## begin Data for processing
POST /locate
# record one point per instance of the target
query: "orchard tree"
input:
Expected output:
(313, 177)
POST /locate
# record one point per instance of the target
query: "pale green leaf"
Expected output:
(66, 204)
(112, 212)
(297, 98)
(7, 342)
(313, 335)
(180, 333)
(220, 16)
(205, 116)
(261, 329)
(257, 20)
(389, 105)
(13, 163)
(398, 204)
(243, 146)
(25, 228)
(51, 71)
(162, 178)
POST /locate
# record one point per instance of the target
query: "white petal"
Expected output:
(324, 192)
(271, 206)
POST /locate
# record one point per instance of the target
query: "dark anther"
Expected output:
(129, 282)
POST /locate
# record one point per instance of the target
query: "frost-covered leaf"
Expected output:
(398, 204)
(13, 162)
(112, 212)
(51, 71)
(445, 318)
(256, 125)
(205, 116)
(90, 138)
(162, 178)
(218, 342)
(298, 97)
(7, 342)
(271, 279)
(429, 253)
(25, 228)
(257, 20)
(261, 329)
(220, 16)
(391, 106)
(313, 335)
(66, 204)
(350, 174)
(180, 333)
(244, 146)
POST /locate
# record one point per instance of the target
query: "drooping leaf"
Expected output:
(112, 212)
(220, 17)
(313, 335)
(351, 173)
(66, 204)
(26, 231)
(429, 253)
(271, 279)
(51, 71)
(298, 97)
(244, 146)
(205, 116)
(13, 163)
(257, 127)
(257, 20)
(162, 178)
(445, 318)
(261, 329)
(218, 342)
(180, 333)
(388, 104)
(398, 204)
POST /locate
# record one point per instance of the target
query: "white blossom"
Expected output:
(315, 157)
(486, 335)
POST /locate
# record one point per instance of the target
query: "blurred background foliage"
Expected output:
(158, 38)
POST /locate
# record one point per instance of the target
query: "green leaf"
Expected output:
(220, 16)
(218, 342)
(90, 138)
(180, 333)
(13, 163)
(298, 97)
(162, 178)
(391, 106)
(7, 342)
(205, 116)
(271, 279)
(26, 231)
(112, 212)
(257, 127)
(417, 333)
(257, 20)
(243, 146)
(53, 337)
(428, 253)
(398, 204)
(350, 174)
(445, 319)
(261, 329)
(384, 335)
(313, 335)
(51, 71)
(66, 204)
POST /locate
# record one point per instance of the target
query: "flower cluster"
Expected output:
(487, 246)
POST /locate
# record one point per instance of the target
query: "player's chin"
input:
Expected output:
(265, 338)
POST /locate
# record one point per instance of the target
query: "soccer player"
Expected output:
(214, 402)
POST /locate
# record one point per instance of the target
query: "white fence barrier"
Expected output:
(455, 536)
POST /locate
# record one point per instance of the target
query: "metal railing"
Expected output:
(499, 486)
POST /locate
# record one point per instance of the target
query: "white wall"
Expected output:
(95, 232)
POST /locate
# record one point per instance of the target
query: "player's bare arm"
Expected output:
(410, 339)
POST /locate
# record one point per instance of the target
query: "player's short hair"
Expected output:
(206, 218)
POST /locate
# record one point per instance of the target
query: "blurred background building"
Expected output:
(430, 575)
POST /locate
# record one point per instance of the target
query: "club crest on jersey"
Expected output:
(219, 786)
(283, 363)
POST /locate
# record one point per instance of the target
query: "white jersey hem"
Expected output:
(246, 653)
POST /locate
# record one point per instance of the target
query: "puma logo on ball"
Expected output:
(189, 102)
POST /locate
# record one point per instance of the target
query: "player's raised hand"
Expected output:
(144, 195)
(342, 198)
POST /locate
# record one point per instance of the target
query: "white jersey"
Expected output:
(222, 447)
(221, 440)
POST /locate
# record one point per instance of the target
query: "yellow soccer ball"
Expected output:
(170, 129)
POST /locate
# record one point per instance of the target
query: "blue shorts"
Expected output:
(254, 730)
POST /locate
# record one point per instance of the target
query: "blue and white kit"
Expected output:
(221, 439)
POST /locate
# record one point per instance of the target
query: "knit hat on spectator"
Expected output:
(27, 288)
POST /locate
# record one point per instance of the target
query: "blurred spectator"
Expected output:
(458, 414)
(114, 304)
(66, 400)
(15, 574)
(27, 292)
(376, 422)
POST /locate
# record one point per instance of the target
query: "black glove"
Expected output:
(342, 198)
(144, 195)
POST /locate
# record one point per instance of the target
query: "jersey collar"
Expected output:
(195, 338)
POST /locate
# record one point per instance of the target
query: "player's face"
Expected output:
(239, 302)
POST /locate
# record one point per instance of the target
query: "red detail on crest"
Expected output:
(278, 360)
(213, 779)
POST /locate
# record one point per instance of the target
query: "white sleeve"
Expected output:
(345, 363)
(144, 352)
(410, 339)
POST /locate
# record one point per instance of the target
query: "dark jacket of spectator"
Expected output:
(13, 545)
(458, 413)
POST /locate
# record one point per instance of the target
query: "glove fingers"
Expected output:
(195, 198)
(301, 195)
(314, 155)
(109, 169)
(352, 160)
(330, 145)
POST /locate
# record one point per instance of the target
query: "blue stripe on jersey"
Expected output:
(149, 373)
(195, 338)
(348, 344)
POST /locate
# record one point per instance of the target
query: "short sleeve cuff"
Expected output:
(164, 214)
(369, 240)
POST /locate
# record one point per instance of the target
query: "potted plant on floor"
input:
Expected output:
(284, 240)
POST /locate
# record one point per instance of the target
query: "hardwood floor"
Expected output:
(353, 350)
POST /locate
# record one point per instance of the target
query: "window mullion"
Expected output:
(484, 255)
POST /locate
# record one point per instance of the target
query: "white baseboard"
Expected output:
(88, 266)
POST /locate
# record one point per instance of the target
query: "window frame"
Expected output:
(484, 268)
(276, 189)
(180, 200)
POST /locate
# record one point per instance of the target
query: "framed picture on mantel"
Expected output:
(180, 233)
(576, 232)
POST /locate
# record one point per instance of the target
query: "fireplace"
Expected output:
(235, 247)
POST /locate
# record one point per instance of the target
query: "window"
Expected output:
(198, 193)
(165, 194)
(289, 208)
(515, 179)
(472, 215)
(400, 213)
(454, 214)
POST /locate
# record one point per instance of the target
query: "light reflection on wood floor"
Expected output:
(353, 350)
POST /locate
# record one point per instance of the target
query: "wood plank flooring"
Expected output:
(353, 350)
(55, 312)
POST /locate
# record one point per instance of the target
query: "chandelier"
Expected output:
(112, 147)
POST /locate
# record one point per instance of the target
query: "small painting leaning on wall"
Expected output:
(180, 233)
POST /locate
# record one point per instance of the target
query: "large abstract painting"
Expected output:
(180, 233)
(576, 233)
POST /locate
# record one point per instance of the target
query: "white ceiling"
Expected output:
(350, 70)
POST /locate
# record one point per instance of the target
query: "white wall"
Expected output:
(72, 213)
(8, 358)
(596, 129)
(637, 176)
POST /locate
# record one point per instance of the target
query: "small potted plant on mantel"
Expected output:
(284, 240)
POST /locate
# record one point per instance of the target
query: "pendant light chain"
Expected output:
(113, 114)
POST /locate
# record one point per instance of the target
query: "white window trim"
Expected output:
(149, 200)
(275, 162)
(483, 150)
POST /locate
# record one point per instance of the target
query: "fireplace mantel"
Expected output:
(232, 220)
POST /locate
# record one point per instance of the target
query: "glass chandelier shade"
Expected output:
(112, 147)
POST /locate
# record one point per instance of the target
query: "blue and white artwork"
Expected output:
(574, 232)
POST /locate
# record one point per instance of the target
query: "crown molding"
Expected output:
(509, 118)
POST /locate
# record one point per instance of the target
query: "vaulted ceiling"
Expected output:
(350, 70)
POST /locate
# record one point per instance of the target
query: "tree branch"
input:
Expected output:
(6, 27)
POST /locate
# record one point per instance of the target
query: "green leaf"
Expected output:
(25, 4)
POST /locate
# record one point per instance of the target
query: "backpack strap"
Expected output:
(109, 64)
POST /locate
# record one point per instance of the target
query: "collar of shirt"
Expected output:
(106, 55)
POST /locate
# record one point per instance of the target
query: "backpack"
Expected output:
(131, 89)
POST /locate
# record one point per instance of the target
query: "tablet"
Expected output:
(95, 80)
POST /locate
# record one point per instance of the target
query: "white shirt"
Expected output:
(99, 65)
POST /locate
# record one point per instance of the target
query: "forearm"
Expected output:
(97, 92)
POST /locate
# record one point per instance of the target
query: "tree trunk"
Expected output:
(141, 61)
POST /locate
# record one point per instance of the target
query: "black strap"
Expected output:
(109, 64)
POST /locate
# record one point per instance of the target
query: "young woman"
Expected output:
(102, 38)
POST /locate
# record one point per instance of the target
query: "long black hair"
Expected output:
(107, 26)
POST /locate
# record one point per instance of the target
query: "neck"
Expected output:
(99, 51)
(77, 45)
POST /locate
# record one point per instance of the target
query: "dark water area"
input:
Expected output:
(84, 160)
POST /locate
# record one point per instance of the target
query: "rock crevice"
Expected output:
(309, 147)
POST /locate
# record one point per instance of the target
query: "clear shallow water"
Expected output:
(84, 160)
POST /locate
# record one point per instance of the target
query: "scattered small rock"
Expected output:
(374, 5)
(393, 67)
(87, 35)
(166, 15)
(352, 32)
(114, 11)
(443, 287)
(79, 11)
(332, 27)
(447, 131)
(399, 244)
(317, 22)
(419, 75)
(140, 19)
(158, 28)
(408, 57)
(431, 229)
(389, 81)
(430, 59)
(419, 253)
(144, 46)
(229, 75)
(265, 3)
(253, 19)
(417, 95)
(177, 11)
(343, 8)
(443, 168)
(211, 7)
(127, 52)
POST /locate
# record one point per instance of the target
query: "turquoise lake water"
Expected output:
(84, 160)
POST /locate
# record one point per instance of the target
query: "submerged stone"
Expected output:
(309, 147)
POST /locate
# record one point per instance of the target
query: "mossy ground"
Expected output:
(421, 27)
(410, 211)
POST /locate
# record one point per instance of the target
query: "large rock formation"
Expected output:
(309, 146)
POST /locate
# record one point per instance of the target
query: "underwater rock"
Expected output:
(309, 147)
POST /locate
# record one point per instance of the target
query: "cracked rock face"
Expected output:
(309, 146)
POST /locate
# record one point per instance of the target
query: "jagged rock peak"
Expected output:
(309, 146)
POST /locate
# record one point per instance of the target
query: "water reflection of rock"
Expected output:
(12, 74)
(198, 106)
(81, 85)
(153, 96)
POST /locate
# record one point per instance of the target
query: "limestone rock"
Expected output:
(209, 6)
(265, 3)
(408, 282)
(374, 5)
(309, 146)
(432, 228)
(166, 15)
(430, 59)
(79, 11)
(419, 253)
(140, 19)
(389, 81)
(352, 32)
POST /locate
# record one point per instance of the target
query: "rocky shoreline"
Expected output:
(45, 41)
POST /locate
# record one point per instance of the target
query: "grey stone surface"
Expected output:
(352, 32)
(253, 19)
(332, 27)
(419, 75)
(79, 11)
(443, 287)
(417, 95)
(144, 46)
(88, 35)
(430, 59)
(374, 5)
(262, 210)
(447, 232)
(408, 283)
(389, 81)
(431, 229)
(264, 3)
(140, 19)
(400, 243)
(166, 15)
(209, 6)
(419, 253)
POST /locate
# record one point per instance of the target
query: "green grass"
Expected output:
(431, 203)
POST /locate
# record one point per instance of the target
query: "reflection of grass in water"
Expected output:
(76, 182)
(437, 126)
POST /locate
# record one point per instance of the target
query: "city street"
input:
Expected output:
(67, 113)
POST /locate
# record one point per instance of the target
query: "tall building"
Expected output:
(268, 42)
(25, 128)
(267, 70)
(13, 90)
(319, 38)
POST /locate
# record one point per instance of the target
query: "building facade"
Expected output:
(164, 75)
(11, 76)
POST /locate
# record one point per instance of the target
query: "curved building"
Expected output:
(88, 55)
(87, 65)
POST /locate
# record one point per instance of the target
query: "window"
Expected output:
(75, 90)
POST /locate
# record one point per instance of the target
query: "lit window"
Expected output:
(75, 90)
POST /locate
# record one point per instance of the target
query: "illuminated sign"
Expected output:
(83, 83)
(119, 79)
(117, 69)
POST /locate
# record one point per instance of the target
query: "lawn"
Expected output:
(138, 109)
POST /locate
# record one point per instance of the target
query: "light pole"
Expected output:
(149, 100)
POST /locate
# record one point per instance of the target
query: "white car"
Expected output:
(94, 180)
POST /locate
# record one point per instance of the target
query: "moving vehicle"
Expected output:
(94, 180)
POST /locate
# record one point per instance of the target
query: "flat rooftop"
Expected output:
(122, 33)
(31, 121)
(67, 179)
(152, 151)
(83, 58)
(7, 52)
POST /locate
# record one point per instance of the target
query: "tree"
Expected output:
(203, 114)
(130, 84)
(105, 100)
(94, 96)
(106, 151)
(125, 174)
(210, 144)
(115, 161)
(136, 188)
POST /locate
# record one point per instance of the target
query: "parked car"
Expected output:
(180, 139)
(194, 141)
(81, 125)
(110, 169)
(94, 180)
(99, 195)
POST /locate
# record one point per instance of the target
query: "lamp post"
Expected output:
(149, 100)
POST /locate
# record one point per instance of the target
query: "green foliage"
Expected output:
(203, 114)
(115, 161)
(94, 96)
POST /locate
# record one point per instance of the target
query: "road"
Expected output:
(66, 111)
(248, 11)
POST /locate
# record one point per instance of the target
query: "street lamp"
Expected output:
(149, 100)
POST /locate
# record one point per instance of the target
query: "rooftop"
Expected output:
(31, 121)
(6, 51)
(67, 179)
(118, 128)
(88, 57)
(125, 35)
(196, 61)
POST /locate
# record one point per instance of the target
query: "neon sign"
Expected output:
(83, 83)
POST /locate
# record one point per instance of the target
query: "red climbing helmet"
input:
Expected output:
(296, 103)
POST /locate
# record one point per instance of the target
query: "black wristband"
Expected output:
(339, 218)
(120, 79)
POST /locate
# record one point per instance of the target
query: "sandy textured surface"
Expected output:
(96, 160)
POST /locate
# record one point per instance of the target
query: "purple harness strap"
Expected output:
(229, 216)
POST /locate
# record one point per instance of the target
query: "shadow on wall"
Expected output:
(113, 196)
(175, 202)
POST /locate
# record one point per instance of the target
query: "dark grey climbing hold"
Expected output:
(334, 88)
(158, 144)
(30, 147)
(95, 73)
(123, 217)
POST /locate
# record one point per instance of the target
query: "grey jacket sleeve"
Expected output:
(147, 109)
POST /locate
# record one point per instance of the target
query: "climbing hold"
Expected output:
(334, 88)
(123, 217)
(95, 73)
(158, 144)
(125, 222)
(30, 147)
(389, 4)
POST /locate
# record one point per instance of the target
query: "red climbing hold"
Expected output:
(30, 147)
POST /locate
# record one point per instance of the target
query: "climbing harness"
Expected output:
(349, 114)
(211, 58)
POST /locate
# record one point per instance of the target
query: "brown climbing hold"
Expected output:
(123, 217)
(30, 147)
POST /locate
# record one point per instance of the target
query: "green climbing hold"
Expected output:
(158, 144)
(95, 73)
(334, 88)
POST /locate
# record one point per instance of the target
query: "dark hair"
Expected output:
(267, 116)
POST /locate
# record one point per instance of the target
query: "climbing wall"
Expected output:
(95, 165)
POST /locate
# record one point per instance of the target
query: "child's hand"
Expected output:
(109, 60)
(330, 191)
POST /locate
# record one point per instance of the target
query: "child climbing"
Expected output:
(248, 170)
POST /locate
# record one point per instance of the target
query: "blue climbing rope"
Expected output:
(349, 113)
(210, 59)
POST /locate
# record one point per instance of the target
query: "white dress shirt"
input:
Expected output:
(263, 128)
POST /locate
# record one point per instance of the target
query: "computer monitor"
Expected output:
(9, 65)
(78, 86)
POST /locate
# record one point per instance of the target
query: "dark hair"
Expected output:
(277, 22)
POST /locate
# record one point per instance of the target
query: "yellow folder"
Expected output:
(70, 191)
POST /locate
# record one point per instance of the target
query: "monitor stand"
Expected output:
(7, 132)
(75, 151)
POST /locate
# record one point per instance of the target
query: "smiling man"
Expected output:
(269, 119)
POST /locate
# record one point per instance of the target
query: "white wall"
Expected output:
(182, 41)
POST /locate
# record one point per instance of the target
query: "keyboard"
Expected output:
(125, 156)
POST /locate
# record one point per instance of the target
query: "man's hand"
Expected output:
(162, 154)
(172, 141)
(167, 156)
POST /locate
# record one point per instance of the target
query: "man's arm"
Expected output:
## end Data for processing
> Work required
Return every line in the entries above that contains the string "ball". Case counts.

> Expected output
query: "puma logo on ball"
query: "yellow soccer ball"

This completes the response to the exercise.